▸ **EXERCISE DATA**
Content starts

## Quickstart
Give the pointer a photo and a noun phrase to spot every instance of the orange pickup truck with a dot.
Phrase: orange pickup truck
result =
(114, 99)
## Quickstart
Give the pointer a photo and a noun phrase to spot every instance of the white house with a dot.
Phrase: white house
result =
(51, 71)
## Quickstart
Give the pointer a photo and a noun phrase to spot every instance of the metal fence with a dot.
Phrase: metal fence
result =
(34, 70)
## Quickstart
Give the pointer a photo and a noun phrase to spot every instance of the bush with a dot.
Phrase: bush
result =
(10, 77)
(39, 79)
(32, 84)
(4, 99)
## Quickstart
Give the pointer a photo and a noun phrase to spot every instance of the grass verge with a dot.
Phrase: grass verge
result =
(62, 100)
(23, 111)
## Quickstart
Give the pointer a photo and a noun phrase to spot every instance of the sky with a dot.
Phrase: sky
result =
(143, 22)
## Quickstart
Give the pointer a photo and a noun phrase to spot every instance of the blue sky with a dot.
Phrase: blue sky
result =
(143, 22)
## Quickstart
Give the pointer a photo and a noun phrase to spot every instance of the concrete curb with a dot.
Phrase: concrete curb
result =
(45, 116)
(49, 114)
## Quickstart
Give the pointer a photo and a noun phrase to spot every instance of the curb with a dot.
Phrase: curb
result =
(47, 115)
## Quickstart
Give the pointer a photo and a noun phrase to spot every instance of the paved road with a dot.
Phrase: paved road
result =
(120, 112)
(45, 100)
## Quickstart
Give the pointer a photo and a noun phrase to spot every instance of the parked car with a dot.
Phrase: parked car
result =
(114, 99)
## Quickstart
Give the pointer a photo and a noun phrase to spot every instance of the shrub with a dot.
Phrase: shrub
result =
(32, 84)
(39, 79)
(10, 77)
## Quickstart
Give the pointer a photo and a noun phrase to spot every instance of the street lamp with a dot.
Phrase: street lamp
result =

Content ends

▸ **TASK PROMPT**
Output the data once more, exactly as given.

▸ **ANSWER**
## Quickstart
Give the pointer a photo and a noun phrase to spot every instance of the orange pickup truck with a dot.
Phrase: orange pickup truck
result =
(114, 99)
## Quickstart
Give the pointer a photo and a noun phrase to spot every instance of the white house with a dot.
Phrase: white house
result =
(51, 71)
## Quickstart
Give the pointer a photo and a noun phrase to spot every instance of the metal fence with a dot.
Phrase: metal fence
result =
(34, 70)
## Quickstart
Give the pointer a photo and a noun phrase to spot every instance of the bush with a dot.
Phrase: bush
result =
(10, 77)
(39, 79)
(32, 84)
(4, 99)
## Quickstart
Give the pointer a photo and a noun phrase to spot every instance of the grass verge with a dot.
Phrase: grass verge
result =
(62, 100)
(23, 111)
## Quickstart
Give the pointer a photo and a noun phrase to spot every instance of the sky with a dot.
Phrase: sky
result =
(143, 22)
## Quickstart
Give the pointer a photo and a noun phrase to spot every instance of the blue sky with a dot.
Phrase: blue sky
result =
(143, 22)
## Quickstart
Give the pointer a photo and a noun phrase to spot every instance of the concrete curb with a dot.
Phrase: concrete curb
result =
(45, 116)
(49, 114)
## Quickstart
Give the pointer a photo and a noun phrase to spot every instance of the curb with a dot.
Phrase: curb
result =
(47, 115)
## Quickstart
Give the pointer a photo and a noun phrase to spot every instance of the paved road with a dot.
Phrase: paved road
result =
(120, 112)
(45, 100)
## Quickstart
Give the pointer a photo and a noun phrase to spot every instance of the parked car with a dot.
Phrase: parked car
result =
(114, 99)
## Quickstart
Give the pointer a photo and a noun phrase to spot every instance of the shrub with a dot.
Phrase: shrub
result =
(32, 84)
(39, 79)
(10, 77)
## Quickstart
Give the pointer a photo and a noun phrase to spot every instance of the street lamp with a dot.
Phrase: street lamp
result =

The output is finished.